WORK INSTRUCTIONS
Rewrite the records below with every "clicks" changed to "points" and everything else left as it is. Omit the pictures from your answer.

DATA FOR PROCESSING: Begin

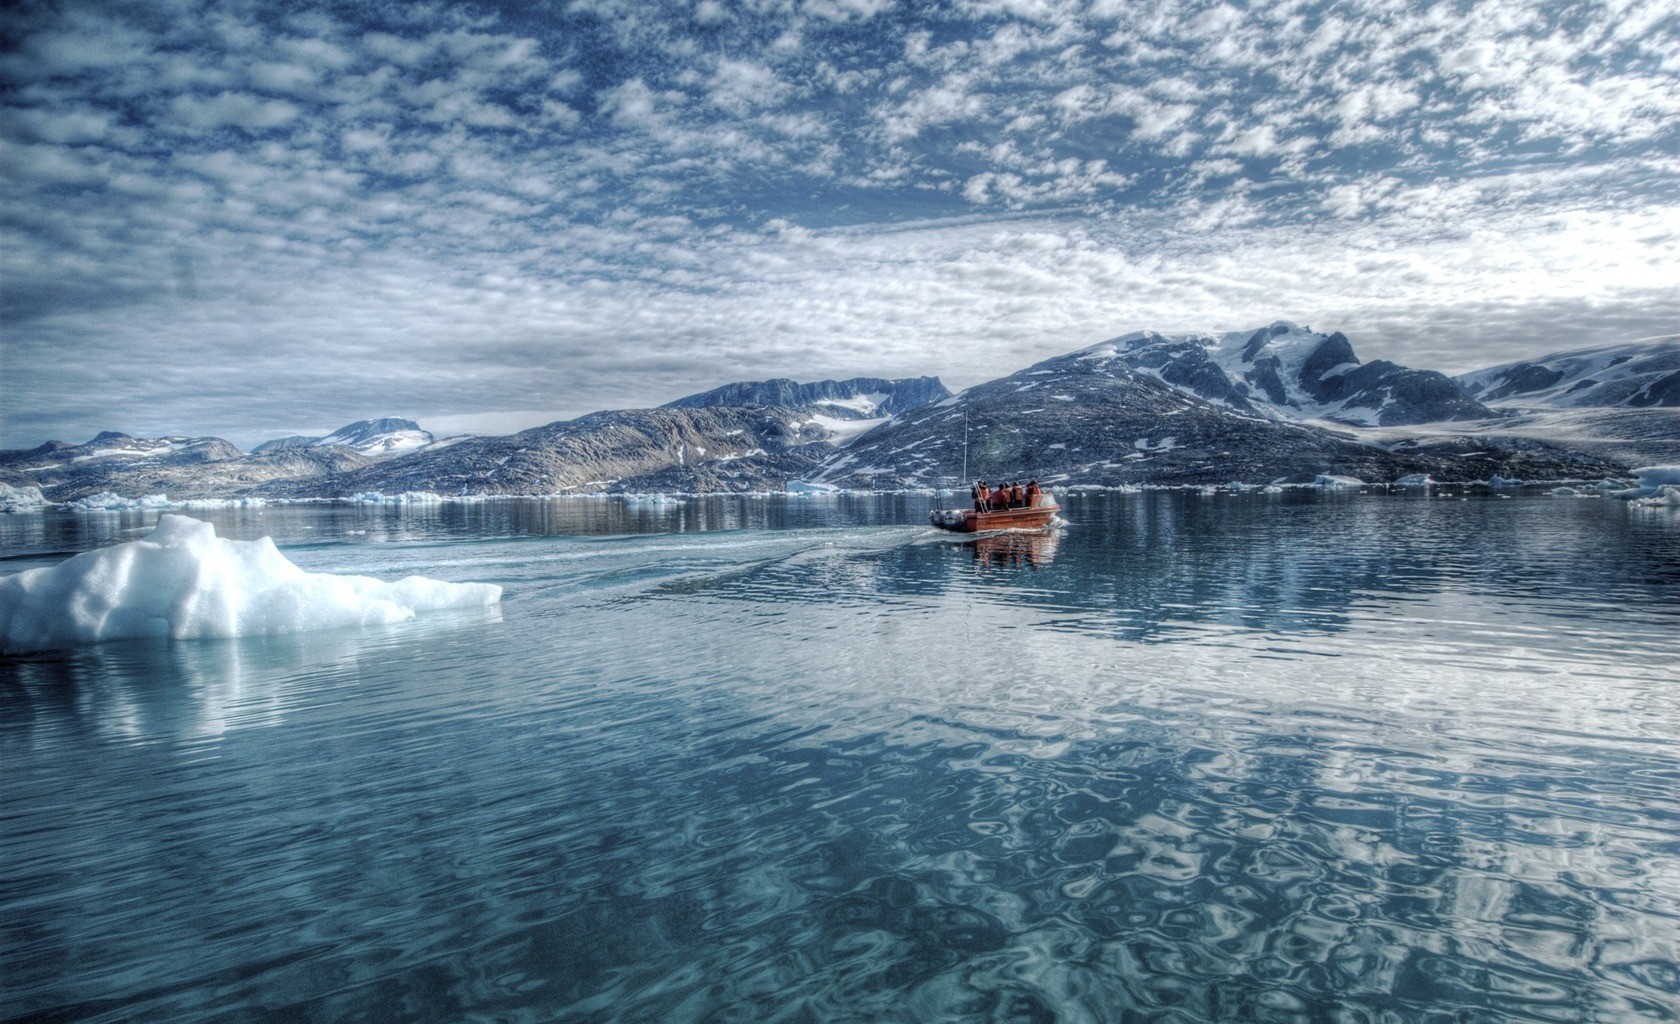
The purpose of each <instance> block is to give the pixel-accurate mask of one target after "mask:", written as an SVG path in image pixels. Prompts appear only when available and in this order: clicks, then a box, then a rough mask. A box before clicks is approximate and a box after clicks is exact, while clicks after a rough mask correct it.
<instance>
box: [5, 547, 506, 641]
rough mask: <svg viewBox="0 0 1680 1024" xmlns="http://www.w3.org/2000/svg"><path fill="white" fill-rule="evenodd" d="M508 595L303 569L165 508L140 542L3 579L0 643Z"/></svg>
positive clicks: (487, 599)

DATA FOR PROCESSING: End

YOUR RESPONSE
The purpose of each <instance> block is to give the pixel-accurate mask of one target after "mask:", written as an SVG path in image pixels. Prompts appear only when available and in this order: points, then a box, then a rough mask. A box before points is approximate and a box after points is exact, while points after a rough mask correct it.
<instance>
box: [5, 547, 506, 641]
rough mask: <svg viewBox="0 0 1680 1024" xmlns="http://www.w3.org/2000/svg"><path fill="white" fill-rule="evenodd" d="M508 595L303 569L165 508L140 542L3 579L0 643Z"/></svg>
positive points: (487, 599)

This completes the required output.